• [Set problem]:
Copy the lines below without changing a single character.

Data taken from a collection:

=====

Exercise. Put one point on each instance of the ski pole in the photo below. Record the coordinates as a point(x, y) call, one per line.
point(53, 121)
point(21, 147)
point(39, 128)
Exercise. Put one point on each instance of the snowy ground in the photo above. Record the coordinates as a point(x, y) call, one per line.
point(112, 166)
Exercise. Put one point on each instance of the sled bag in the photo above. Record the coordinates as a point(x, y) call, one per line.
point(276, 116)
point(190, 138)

=====

• [Exercise output]:
Exercise. Put one point on each instance of the ski pole in the photo below. Record the coordinates as a point(x, y) call, one per line.
point(53, 121)
point(21, 147)
point(39, 128)
Exercise. Put one point on each instance of the snowy ground in the photo above. Record the coordinates as a point(x, y) call, one per line.
point(112, 166)
Exercise. Put one point on each instance of the sled bag in the photo above. Record the coordinates as a point(x, y) call, one per line.
point(276, 116)
point(190, 138)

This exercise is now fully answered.